* [Required work]:
In the forum thread below, what did the company say after DrUgZrBaD declined to pay shipping for the free sample?

* [Document extract]:

(begin)

I hope that you're being sarcastic.


----------



## shepj (Jan 20, 2010)

DrUgZrBaD said:


> I ordered that free sample, and I feel confident I got a email from them saying it was 3 dollar shipping because I live in Canada, So I replied back saying "No thanks then".
> 
> And they replied back saying that they'll cover the shipping this time.


It is seriously amazing!


----------



## DrUgZrBaD (Jan 20, 2010)

shepj said:


> It is seriously amazing!



Sarcasm? or not? I hope you're serious


----------



## shepj (Jan 21, 2010)

DrUgZrBaD said:


> Sarcasm? or not? I hope you're serious


No sarcasm. Managed to smoke two bowls in like 6 hours, I was high as shit!


----------



## Cakk (Jan 21, 2010)

Yea defiantly get something with JWH-018 in it like K2. K2 gets me baked 

If I get hair tested soon I guess I'm going to have to start smoking only K2 so I pass the next test but least I have that to fall back on. Doesn't show up on the tests just make sure it only has -018 I hear some of the other JWHs have shown up.


----------



## dthfromabv79 (Jan 21, 2010)

(end)

* [Record set]:
(begin)

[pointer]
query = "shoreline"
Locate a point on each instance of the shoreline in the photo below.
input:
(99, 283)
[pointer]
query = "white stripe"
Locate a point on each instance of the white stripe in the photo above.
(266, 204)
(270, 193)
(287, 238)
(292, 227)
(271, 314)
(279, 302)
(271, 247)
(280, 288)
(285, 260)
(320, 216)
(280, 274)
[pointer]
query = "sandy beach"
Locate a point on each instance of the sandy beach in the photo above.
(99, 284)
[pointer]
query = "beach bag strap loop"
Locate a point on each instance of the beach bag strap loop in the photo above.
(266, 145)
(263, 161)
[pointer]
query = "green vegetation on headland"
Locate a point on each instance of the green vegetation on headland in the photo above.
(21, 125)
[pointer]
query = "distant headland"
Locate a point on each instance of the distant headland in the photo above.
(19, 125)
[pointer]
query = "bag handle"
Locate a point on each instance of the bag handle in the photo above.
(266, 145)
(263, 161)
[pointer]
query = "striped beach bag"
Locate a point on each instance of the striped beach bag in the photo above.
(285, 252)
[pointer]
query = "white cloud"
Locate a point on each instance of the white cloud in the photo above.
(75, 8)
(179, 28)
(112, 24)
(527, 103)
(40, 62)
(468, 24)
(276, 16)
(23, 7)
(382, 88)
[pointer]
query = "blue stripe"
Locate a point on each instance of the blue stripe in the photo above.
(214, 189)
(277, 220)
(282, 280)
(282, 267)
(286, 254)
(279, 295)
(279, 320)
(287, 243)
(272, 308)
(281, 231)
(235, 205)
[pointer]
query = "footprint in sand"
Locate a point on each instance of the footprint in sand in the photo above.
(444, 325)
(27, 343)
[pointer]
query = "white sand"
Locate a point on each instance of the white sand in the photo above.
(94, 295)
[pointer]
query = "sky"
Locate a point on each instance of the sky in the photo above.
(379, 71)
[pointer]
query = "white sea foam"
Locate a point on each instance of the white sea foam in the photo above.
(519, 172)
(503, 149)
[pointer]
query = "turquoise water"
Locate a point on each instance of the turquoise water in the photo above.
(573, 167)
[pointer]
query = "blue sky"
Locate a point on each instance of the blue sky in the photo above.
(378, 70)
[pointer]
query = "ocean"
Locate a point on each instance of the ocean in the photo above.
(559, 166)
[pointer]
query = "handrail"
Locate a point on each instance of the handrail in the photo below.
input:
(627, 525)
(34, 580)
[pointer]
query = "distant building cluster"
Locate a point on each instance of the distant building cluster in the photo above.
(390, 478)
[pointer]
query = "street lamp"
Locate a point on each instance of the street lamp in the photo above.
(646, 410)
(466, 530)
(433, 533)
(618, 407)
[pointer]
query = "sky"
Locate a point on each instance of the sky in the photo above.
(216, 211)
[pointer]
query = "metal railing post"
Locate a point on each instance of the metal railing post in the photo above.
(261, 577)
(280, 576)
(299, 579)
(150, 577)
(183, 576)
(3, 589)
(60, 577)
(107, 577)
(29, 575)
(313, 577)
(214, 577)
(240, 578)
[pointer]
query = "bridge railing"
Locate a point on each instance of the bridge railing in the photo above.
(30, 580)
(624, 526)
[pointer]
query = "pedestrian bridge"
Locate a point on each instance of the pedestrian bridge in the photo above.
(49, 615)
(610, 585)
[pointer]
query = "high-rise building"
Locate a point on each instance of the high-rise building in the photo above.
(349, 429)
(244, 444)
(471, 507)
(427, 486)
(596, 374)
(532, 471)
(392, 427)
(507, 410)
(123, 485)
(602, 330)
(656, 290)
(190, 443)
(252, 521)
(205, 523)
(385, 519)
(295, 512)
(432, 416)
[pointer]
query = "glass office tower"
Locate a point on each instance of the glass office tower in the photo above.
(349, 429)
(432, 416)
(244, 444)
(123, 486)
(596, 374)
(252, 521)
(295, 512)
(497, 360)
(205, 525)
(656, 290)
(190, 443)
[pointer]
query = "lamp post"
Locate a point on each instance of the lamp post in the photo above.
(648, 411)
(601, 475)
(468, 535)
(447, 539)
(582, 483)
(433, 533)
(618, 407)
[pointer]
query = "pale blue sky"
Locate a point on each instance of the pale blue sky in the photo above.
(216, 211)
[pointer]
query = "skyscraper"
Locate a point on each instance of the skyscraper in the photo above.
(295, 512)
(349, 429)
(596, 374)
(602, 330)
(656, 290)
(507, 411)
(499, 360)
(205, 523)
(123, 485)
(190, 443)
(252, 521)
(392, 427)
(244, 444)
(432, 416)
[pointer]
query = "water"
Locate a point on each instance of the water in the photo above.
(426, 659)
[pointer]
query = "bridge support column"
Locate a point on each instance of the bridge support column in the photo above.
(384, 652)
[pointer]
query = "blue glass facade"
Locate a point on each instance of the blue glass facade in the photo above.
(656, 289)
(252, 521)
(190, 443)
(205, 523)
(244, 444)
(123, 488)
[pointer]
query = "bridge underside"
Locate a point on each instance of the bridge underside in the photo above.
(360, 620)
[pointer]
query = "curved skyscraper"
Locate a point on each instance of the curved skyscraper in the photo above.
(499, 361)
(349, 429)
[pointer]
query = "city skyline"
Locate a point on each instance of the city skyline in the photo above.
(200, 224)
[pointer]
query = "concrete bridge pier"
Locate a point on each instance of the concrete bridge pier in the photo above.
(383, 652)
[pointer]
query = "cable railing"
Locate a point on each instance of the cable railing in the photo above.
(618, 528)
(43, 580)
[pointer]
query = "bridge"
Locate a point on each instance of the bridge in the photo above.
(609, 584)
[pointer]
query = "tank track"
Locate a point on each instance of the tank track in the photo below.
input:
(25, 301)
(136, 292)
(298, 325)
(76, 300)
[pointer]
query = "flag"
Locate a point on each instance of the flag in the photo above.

(end)

* [Output of the task]:
They said they would cover the shipping this time.